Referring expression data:
----------------

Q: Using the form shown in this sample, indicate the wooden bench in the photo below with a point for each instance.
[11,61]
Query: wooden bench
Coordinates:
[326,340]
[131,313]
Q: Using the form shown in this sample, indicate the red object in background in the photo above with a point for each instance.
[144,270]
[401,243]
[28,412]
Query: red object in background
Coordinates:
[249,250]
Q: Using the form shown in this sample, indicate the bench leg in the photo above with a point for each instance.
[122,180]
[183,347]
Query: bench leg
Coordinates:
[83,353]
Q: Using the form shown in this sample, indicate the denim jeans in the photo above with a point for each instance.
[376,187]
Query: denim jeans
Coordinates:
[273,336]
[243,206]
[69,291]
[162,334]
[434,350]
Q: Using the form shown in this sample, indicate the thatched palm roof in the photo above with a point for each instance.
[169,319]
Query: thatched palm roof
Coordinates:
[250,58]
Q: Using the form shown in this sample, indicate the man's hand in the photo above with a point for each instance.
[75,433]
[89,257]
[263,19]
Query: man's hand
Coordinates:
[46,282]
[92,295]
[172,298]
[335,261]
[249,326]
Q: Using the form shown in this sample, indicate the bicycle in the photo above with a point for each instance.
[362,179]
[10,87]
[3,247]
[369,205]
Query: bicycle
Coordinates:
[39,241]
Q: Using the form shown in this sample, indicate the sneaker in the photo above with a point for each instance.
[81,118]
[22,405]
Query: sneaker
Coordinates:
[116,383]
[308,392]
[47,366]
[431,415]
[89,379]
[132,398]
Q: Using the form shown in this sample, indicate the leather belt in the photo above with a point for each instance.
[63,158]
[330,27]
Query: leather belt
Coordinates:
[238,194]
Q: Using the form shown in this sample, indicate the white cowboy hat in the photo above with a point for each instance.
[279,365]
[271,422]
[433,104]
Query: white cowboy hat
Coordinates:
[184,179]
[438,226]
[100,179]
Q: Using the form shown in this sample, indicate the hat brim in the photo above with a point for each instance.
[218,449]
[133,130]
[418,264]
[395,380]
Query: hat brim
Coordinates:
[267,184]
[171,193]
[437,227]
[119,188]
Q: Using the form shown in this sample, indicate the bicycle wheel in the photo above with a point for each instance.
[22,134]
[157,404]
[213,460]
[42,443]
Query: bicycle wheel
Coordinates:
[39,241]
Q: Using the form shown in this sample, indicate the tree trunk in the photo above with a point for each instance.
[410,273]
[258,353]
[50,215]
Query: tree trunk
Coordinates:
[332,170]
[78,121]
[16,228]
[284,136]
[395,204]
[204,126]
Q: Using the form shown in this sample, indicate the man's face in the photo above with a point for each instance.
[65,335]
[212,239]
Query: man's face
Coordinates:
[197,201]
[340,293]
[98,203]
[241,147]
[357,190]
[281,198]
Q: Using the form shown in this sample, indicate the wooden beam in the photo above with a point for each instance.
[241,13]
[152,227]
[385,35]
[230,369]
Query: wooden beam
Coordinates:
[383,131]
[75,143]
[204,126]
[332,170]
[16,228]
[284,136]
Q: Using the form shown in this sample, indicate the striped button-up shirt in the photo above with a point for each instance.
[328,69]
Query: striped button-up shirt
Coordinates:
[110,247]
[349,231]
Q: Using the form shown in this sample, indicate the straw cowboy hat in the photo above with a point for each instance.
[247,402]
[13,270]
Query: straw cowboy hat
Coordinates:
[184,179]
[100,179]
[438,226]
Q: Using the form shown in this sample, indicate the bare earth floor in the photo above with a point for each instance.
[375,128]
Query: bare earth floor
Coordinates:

----------------

**WHAT YOU SHOULD DO**:
Output all the lines above, matching them word for word.

**REPLY**:
Q: Using the form shown in this sample, indicate the wooden bench in the photo below with a point for each instance.
[11,61]
Query: wooden bench
Coordinates:
[326,340]
[131,313]
Q: Using the form shown in this sample, indicate the red object in background in the photo above with a point for each instance.
[144,270]
[401,243]
[28,412]
Query: red object in background
Coordinates:
[249,250]
Q: Using the form shown in this sample, indicate the bench leg in the photo above with a point for each instance.
[122,180]
[183,347]
Query: bench leg
Coordinates:
[83,353]
Q: Using the form shown in this sample, indicate the denim jeans in the photo above with a point for each instance.
[376,187]
Query: denim jeans
Coordinates:
[273,336]
[243,206]
[69,291]
[162,334]
[434,350]
Q: Using the form shown in this sample, indicate the thatched palm roof in the photo above with a point for each instance.
[169,319]
Query: thatched palm roof
Coordinates:
[250,58]
Q: Using the form shown in this sample, indicate the man's hand in the photo above with a point for each instance.
[75,433]
[89,257]
[263,19]
Query: man's hand
Coordinates:
[46,282]
[92,295]
[172,298]
[335,261]
[249,326]
Q: Using the form shown in this sample, indicate the bicycle in the photo above with a point for each instance.
[362,179]
[10,87]
[3,247]
[369,205]
Query: bicycle
Coordinates:
[39,241]
Q: Using the form shown in this sample, indicate the sneaker in the photo above with a point for each instance.
[81,118]
[22,405]
Query: sneaker
Coordinates:
[116,383]
[308,392]
[47,366]
[431,415]
[89,379]
[132,398]
Q: Using the form shown in this sample, indicate the leather belt in the photo above with a point for each instance.
[63,158]
[330,27]
Query: leather belt
Coordinates:
[238,194]
Q: Using the form shown in this sample, indicate the white cowboy hat in the photo above with a point for each instance.
[279,365]
[271,422]
[433,104]
Query: white cowboy hat
Coordinates:
[184,179]
[438,226]
[100,179]
Q: Using the form shown in this sample, indicate the hat brim in the photo above with a point for each instance.
[218,449]
[133,130]
[418,264]
[395,380]
Query: hat brim
Coordinates:
[267,184]
[171,193]
[437,227]
[119,188]
Q: Using the form shown in this sample, indicate the bicycle wheel in the photo above with a point for each instance.
[22,134]
[157,404]
[213,460]
[42,443]
Query: bicycle wheel
Coordinates:
[39,241]
Q: Using the form shown in this sample, indicate the tree trunk in the photo above with a point for each instance.
[410,273]
[258,353]
[50,215]
Query: tree trunk
Coordinates:
[332,170]
[78,121]
[16,228]
[284,136]
[395,204]
[204,126]
Q: Using the form shown in this sample, indicate the man's face in the photo above with a point for each instance.
[65,335]
[212,239]
Query: man's face
Coordinates:
[197,201]
[340,293]
[98,203]
[241,147]
[357,190]
[281,198]
Q: Using the form shown in this sample, indicate the wooden beam in the photo above with a point for each instance.
[241,13]
[152,227]
[385,35]
[230,369]
Query: wooden beam
Coordinates:
[383,131]
[75,143]
[204,126]
[332,170]
[16,228]
[284,136]
Q: Using the form shown in this sample, indicate the striped button-up shirt in the photo above with a point for each instance.
[328,69]
Query: striped button-up shirt
Coordinates:
[110,247]
[349,231]
Q: Using the form shown in this sample, indicate the straw cowboy hat in the photo above with a point for each instance.
[247,402]
[13,270]
Query: straw cowboy hat
Coordinates:
[184,179]
[100,179]
[438,226]
Q: Using the form shown in this sample, indicate the bare earth floor in the photo above with a point for each instance.
[375,128]
Query: bare earth floor
Coordinates:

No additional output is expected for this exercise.